EXERCISE PROMPT ::
Reproduce the top of the data verbatim, through and including the line that contains "shaped like (79,388).".

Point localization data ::
::::

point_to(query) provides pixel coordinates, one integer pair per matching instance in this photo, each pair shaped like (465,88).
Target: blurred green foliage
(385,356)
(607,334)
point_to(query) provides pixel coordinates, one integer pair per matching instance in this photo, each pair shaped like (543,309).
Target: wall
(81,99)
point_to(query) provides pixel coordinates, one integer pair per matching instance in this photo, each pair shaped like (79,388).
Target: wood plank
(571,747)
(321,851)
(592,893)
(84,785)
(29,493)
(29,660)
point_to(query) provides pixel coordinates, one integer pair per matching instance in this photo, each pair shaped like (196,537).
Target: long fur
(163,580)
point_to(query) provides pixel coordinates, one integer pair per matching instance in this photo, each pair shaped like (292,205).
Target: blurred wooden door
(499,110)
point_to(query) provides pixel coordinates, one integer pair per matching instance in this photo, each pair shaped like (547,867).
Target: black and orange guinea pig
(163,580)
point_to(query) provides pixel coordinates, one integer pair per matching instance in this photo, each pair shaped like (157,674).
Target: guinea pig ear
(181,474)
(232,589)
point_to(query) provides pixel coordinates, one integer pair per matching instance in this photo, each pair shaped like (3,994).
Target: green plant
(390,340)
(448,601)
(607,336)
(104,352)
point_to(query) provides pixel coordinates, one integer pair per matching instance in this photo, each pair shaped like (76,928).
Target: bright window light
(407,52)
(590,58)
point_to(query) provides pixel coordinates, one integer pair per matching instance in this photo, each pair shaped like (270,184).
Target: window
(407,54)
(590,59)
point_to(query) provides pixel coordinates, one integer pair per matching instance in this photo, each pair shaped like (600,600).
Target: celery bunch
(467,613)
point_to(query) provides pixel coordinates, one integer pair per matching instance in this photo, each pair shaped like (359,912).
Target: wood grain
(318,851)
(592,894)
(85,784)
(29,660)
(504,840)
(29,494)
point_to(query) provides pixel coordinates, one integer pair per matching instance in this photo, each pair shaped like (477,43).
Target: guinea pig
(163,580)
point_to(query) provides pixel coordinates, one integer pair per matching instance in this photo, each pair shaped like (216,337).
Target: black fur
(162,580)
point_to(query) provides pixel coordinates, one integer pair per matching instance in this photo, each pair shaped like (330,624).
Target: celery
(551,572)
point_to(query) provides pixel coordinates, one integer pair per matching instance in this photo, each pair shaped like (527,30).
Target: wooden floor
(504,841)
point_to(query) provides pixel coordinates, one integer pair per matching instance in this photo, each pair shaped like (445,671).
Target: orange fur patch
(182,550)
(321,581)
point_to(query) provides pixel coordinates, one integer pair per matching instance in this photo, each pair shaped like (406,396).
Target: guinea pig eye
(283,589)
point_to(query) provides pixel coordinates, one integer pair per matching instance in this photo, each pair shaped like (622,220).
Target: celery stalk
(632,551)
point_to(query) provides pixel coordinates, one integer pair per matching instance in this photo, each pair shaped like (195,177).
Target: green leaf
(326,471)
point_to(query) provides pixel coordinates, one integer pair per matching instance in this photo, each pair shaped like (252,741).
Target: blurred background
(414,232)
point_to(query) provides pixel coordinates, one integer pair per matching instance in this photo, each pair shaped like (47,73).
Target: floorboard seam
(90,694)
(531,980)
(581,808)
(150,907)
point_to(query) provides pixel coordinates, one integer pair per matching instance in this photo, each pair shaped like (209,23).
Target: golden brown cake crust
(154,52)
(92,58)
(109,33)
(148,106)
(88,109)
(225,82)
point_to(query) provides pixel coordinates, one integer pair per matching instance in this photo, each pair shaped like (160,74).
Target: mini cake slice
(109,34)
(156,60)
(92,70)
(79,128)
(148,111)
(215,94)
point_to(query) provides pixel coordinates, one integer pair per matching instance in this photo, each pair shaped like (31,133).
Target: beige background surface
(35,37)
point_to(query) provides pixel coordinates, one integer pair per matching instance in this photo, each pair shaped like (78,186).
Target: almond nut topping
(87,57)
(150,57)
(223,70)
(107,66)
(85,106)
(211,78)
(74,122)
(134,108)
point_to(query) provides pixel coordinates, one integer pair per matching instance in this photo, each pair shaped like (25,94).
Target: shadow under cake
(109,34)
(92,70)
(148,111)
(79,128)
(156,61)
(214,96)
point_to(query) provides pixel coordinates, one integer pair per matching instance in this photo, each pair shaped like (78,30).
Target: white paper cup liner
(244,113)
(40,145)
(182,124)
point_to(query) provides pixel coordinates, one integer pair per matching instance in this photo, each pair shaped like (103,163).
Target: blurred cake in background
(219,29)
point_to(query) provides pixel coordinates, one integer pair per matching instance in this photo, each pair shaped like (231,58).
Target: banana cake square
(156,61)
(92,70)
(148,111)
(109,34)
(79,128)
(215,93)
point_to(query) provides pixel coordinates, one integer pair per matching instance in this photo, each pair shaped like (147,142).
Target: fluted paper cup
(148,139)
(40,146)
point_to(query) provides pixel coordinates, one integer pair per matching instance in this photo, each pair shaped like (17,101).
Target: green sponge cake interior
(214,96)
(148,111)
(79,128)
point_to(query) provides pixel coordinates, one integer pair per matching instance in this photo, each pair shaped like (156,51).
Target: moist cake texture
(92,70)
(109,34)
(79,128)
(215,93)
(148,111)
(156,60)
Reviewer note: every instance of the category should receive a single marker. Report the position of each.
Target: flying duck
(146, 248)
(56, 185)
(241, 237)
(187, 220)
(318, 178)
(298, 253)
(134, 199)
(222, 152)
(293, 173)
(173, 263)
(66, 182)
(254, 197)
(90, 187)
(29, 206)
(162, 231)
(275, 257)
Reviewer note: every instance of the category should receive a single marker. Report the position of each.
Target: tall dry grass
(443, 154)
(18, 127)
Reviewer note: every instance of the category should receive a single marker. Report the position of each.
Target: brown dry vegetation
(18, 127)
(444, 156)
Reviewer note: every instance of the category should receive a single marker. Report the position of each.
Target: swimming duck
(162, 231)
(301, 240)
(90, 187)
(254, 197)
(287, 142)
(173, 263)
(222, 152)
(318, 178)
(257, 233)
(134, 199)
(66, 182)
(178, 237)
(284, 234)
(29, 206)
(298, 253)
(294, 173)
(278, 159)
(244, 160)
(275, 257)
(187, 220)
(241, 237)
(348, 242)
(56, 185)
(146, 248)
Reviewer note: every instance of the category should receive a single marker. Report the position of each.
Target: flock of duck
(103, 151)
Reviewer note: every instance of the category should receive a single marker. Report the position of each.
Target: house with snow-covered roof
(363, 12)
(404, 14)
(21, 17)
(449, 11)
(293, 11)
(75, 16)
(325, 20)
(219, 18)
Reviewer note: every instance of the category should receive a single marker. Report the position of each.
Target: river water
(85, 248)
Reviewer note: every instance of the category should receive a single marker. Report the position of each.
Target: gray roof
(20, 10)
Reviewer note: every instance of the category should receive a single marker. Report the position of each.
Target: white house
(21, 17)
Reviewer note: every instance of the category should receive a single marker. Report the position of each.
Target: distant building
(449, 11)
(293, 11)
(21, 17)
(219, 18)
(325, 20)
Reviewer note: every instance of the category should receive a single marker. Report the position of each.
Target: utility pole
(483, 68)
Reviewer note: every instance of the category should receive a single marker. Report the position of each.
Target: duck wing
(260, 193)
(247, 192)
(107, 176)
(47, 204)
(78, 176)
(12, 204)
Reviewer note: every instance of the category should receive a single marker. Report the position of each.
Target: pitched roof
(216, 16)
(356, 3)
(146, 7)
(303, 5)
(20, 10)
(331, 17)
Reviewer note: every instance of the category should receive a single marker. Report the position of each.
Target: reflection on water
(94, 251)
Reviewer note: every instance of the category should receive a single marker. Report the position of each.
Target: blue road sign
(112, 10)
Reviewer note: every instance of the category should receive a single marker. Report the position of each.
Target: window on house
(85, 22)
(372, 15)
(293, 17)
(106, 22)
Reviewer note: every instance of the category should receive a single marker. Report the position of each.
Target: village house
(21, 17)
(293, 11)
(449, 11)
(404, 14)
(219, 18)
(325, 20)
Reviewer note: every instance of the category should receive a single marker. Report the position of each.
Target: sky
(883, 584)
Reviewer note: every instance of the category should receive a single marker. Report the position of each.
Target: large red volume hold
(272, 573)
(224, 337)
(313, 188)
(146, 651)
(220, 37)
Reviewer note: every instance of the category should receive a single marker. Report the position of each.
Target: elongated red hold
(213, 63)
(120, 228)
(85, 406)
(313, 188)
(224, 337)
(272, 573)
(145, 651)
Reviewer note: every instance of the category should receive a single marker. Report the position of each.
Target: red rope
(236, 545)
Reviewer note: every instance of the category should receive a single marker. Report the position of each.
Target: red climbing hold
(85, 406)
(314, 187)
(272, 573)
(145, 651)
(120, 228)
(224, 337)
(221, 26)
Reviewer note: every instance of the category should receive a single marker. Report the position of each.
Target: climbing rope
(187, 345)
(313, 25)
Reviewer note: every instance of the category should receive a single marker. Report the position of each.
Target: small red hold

::::

RESPONSE ::
point_to(query) provides pixel coordinates, one integer pair per matching instance in this photo, each pair shaped like (465,88).
Target: blurred green foliage
(385,356)
(607,334)
point_to(query) provides pixel coordinates, one integer pair per matching instance in this photo, each pair shaped like (543,309).
Target: wall
(81,99)
point_to(query) provides pixel coordinates, one integer pair per matching instance in this photo, each pair shaped like (79,388).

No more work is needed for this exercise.